- [Records provided]:
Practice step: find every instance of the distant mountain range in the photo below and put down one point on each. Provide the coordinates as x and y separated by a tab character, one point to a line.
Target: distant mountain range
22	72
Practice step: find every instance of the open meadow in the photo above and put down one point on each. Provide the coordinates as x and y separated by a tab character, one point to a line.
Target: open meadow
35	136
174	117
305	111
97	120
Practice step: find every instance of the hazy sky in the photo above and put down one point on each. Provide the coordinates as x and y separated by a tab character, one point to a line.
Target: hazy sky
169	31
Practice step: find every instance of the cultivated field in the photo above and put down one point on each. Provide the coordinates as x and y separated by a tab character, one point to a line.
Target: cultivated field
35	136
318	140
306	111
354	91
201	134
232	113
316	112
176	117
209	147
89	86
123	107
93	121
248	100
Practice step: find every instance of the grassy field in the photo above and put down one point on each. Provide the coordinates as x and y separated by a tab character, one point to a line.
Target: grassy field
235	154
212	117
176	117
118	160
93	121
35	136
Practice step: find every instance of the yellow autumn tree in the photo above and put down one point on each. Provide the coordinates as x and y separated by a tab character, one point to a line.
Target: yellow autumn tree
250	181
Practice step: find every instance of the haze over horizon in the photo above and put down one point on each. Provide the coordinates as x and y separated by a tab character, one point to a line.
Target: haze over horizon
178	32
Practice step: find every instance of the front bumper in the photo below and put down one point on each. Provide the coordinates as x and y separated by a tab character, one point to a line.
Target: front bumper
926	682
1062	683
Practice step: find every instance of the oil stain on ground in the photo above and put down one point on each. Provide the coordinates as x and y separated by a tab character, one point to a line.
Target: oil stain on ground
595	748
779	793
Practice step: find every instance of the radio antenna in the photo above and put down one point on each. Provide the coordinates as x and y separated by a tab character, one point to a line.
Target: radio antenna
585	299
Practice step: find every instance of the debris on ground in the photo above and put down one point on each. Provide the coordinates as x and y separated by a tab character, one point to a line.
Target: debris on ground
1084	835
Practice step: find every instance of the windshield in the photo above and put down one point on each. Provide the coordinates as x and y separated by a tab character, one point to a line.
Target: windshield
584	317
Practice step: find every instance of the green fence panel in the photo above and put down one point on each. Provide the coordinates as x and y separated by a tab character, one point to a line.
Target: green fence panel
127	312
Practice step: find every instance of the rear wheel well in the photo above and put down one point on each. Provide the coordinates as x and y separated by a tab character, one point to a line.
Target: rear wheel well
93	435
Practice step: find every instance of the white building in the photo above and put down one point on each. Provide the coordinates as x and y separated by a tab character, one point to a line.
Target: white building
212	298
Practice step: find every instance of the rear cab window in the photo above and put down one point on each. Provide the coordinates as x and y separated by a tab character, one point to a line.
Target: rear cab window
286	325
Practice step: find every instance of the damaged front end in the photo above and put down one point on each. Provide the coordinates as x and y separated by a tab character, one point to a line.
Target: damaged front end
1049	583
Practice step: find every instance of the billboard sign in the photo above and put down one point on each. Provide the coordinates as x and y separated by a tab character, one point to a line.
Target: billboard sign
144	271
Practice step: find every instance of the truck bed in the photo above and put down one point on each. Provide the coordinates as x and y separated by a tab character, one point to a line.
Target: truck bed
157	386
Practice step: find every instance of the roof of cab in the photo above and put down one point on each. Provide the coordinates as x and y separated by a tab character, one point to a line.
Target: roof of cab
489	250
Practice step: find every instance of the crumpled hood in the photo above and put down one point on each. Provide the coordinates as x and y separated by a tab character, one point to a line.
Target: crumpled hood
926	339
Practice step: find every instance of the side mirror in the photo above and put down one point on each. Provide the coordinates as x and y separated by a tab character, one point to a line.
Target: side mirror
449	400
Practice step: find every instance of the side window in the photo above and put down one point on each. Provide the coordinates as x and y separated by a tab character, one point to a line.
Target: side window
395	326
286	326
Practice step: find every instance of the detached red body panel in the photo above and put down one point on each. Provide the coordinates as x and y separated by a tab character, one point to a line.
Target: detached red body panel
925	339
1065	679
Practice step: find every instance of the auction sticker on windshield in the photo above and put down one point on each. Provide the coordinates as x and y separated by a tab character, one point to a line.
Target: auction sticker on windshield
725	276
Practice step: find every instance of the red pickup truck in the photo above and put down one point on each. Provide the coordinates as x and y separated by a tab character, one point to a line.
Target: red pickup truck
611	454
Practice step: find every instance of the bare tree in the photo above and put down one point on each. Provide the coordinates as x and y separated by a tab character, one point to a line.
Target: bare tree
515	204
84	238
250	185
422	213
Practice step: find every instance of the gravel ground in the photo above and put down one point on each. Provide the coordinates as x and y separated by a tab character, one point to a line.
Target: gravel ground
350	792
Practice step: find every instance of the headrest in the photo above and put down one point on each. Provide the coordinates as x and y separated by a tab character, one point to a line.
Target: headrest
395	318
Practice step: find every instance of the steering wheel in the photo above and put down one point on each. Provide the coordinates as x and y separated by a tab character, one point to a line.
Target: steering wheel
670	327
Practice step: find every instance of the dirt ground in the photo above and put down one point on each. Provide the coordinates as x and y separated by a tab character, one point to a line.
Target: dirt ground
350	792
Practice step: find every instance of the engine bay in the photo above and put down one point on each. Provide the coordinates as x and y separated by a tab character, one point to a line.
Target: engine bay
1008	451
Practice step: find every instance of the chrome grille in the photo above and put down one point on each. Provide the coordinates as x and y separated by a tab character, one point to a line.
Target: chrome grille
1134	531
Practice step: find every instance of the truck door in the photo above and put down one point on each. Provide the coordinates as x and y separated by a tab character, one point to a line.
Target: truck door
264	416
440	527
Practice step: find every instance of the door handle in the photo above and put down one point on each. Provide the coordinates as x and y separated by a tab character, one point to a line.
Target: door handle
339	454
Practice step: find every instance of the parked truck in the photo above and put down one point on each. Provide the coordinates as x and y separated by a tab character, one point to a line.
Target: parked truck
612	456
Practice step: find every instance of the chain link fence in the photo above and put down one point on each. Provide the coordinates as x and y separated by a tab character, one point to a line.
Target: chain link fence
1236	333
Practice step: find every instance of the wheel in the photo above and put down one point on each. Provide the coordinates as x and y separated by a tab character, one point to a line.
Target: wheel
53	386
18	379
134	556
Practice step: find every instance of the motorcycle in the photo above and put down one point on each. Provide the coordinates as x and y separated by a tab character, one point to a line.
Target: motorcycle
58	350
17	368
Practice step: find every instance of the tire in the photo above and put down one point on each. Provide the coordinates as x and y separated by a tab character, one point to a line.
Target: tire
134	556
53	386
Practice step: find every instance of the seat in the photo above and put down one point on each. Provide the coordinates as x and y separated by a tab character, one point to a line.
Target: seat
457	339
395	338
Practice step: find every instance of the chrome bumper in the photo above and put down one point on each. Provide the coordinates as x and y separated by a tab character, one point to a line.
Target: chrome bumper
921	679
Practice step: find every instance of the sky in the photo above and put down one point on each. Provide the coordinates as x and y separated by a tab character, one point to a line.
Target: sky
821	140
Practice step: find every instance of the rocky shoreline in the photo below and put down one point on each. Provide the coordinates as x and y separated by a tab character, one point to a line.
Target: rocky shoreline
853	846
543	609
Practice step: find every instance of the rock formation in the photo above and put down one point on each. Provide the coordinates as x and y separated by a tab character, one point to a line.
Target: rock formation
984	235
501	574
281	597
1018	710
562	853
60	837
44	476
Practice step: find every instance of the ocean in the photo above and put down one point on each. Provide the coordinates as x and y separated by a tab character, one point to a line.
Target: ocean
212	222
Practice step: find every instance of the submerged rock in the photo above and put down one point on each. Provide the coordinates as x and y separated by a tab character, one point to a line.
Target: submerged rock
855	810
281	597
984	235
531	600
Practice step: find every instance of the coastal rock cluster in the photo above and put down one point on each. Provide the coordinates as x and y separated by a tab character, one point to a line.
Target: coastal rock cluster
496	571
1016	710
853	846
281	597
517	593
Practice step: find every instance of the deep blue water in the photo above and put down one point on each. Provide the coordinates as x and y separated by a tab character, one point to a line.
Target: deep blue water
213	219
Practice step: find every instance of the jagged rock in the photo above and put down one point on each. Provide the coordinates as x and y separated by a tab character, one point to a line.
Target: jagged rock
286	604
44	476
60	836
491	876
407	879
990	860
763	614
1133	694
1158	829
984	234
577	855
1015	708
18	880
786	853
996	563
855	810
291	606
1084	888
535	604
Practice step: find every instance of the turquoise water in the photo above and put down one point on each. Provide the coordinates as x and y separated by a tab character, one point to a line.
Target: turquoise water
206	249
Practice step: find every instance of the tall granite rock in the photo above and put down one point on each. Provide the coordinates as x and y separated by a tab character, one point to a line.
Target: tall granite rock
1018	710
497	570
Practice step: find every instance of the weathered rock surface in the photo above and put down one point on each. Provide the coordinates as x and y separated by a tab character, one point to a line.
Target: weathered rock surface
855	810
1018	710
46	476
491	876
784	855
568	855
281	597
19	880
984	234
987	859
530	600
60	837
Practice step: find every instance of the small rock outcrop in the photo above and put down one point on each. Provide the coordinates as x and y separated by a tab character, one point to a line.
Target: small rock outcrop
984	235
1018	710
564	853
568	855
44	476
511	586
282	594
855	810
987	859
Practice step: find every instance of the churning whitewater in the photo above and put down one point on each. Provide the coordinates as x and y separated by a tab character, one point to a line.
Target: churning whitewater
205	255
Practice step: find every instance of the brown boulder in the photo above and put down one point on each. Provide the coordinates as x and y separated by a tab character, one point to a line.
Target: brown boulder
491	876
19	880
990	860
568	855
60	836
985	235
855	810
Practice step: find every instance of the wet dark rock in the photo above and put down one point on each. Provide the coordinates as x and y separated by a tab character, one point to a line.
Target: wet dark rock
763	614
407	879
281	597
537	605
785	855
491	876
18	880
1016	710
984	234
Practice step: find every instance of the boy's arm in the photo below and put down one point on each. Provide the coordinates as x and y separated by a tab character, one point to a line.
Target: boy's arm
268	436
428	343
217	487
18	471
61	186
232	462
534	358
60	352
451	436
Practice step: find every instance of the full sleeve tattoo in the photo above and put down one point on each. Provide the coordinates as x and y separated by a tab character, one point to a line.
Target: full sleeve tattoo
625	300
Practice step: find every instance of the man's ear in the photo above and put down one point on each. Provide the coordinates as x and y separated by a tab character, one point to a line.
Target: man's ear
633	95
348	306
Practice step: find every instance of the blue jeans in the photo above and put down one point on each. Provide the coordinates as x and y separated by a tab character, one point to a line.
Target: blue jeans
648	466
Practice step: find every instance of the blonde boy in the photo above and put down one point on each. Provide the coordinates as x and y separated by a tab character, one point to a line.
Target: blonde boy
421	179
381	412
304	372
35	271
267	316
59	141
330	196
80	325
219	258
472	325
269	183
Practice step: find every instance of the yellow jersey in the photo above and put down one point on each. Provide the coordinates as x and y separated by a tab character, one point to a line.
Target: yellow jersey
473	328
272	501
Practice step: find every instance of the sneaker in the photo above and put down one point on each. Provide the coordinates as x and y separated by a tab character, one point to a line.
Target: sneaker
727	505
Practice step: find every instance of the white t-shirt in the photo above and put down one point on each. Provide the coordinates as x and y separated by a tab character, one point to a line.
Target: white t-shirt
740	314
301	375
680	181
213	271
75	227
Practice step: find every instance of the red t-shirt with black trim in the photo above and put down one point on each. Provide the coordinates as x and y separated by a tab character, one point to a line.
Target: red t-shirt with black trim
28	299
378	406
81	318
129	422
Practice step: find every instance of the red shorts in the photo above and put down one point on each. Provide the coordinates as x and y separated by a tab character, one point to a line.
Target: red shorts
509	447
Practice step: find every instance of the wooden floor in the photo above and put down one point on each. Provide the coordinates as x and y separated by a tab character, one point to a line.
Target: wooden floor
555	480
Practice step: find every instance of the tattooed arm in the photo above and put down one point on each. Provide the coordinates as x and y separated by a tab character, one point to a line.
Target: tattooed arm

- [Stated goal]: Copy the rows above without any change, starting at the line that contains "Practice step: find every instance of the blonde" and ending with the last row.

- [Result below]:
Practice step: find every instance of the blonde boy in the photo above and put down one point on each. Provide the coordinates as x and y separated by a tab character, one point to a line.
Target: blonde boy
421	179
381	412
304	372
35	271
267	316
59	141
330	196
80	325
219	258
472	325
269	183
Practice step: find every instance of the yellow jersey in the photo above and put down one point on each. Provide the coordinates as x and y separated by a tab character, one point to a line.
Target: yellow jersey
473	328
272	501
Practice step: find every instance of the sneaker in the photo above and put down one point on each. Provide the coordinates as x and y separated by a tab character, one point to a line.
Target: sneaker
727	505
Practice step: find every instance of the white t-shirt in the photo above and put down one point on each. Provide the coordinates as x and y separated by a tab character, one point to a line.
Target: white t-shirt
740	314
301	375
680	181
213	271
75	227
Practice step: find every instance of the red t-shirt with black trim in the photo above and put down one point on each. Provide the coordinates as x and y separated by a tab character, one point to a line.
Target: red t-shirt with black trim
28	299
378	406
81	318
129	422
Practice step: find every instance of the red shorts in the photo above and put down one point on each. Provide the coordinates as x and y separated by a tab character, one point to a line.
Target: red shorts
509	447
Practice step: find every instance of the wooden floor in the photo above and put down one point on each. Provide the coordinates as x and y separated by a tab character, one point to a line.
Target: wooden floor
555	480
Practice step: find every instance of the tattooed arm in the photo above and put down one point on each. Provide the coordinates as x and y separated by a tab character, one point to a line.
Target: tattooed arm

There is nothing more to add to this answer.